**Page:**

Drama. “Diversification” is an investment practice that doesn’t have any legs – it walks and talks, but it won’t get us to where we want to go. We want our investments to be “as good as cash” and “better than money”, and for that we need to know more about the investments and not just the past relationship of a bunch of numbers – returns or stock prices – that have no provable relationship to our goal – that is, we want our investments to be “as good as cash” and “better than money”. Anything else is just a gamble.

Searching for the money

As Good As Cash and Better Than Money, or It’s A Failure

We’re not suggesting, of course, that we should have only one stock – unless it’s the one that is going to go up the most in the shortest time, such as today, and there’s one of those every day – but we would have no problem holding just one stock, any stock, if we knew that the investment was “as good as cash” and “better than money” and it would be nice if it paid a dividend, too, while we are waiting for the price to go up, and are not worried at all that the price might go down, using our usual price protections of a stop/loss or “collar”. Please see almost any of the (B)(N)-Company posts.

Diversification & The Efficient Frontier

Diversification & The Efficient Frontier
Really Bizarre

On the other hand, if all we have is “diversification” then our hopes for the future are constrained by dependence on past “volatility” and the simple and minimal relationship that all of diversification practice and Modern Portfolio Theory (MPT) depend on, and that’s all that they have, absent the really bizarre notion of mean-variance efficiency:

Var(X+Y) = Var(X) + Var(Y) + 2×Cov(X,Y).

**Given request:**
Pick up the piece on diversification and investing right after its final line and keep writing it. The rows that come next aren't needed.

Coordinate annotation records
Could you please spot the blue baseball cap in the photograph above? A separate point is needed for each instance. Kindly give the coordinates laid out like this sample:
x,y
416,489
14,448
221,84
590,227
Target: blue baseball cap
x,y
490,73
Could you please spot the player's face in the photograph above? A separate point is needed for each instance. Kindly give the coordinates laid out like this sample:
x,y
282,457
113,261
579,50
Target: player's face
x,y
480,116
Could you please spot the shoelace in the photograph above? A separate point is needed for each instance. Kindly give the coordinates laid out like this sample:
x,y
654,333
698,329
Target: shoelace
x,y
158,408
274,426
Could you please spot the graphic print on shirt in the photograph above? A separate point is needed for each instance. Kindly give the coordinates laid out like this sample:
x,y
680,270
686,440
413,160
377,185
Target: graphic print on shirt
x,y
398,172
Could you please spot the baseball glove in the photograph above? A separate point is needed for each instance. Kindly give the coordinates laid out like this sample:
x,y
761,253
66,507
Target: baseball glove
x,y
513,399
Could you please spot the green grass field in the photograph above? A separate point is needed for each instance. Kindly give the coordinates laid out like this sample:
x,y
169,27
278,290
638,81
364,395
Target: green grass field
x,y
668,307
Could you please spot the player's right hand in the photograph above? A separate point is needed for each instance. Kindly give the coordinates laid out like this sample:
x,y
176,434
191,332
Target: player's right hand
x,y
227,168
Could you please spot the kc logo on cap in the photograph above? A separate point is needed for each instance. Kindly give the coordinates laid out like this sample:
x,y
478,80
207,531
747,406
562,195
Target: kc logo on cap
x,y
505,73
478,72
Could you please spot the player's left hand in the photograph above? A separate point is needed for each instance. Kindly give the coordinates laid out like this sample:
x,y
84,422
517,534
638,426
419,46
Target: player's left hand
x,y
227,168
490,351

**The reply:**
This relationship is true (and very interesting from a mathematical point of view) for any series of numbers (X) and (Y) of the same length, and for any number of them, because it’s an arithmetic relationship. That is, if the algebra is true, then so is this because (X + Y)² = X² + Y² + 2×XY.

A Fully Diversified Portfolio

A Fully Diversified Portfolio
Courtesy: Lehman Brothers & Barclays Bank PLC.
Neither of whom have demonstrated a policy of appropriate diversification.

But there is no algebra of stock prices or returns – they don’t add up, for example – and we’re entirely comfortable (although dismayed – please see below) with the assertion that tens of thousands of research papers on this equation and it’s consequences in investment practice, contribute nothing to what we want – that our investment should be “as good as cash” and “better than money”.

The Street has recently answered some questions from small investors – those who have only five stocks, as an example – about whether they are properly diversified (The Street, June 26, 2013, Cramer’s ‘Mad Money’ Recap: Stick With What Works) and the following three portfolios were deemed to be properly diversified after some adjustments.

The first portfolio included Laredo Petroleum (LPI), Ford Motor (F), BlackBerry (BBRY), Groupon (GRPN), and CVS Caremark (CVS); the second portfolio’s top five holdings included: General Electric (GE), Duke Energy (DUK), Trinity Industries (TRN),  DTE Energy Holding Company (DTE), and Microsoft (MSFT); and the third portfolio had Walt Disney (DIS), Coca-Cola (KO), Enterprise Product Partners (EPD),  American Express Company (APX), and Wells Fargo (WFC) as its top five stocks.

Mr. Cramer said that the first portfolio is adequately diversified, but in the second portfolio, Duke Energy and DTE were in the same business, and he advised selling DTE and adding a drug stock such as Bristol-Myers Squibb (BMY); and, similarly, in the third portfolio, American Express and Wells Fargo are both city-banks, and he advised selling Amex and buying Bristol-Myers instead.

Based on the Risk Price Chart (please see Exhibit 1 and 2 below), we would have kept DTE, and sold Duke Energy, instead, because the latter has an estimated downside volatility of its stock price of minus ($3.50) per share and would trade below the price of risk, Risk Price (SF), which is $67 and flat, and we would not be surprised by any price between the current $66 and $63 or $70, absent some new information.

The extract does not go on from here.